- Aim of the exercise -
The data below is to be transcribed word for word; pictures are to be excluded.

-- Records to process follows --

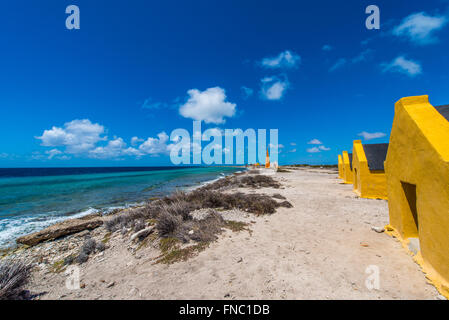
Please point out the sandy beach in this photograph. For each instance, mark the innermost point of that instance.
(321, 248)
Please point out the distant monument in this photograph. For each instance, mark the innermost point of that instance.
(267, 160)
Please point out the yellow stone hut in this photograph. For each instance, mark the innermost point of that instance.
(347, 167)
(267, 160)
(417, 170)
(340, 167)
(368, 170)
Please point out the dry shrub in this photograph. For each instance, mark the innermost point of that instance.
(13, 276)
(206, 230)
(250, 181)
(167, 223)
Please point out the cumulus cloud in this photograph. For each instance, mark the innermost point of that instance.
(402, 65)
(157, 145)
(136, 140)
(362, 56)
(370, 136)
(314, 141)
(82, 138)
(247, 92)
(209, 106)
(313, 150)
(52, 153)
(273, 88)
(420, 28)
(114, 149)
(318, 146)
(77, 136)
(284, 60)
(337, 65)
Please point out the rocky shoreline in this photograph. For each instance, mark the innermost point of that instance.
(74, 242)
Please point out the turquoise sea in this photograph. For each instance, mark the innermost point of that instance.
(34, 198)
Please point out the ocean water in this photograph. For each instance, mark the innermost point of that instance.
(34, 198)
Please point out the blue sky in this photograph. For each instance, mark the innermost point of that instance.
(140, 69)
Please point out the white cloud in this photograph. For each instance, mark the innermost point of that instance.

-- Records to process concluded --

- Task solution -
Please point out the sandy beach in this photograph. For each instance, mark the innermost point of that instance.
(321, 248)
Please point out the distant monument in this photograph. For each instance, mark the innermost point of that instance.
(267, 160)
Please point out the yellow stone hut in this photograph. For each instance, mark the innermost point of that instance.
(347, 167)
(267, 160)
(417, 170)
(340, 167)
(368, 170)
Please point out the dry shrub in this photograph. For each instance, mark the innermost point of that instance.
(13, 276)
(206, 230)
(250, 181)
(167, 223)
Please point out the cumulus cloud in this photograph. For each instance, mark the innermost point of that instance.
(402, 65)
(157, 145)
(136, 140)
(362, 56)
(370, 136)
(314, 141)
(82, 138)
(247, 92)
(209, 106)
(313, 150)
(52, 153)
(273, 88)
(420, 28)
(114, 149)
(318, 146)
(77, 136)
(284, 60)
(337, 65)
Please point out the rocky shoreline in this photograph. For each instance, mark the innermost point of that instance.
(74, 242)
Please point out the turquoise sea in this photograph. For each instance, mark the innermost point of that instance.
(34, 198)
Please point out the ocean water in this photograph. For each instance, mark the innermost point of that instance.
(34, 198)
Please point out the blue sky in this photograph. For each instance, mark the innermost point of that instance.
(140, 69)
Please point out the white cloud in this photograph. For each instance, mark the innermost point of that instance.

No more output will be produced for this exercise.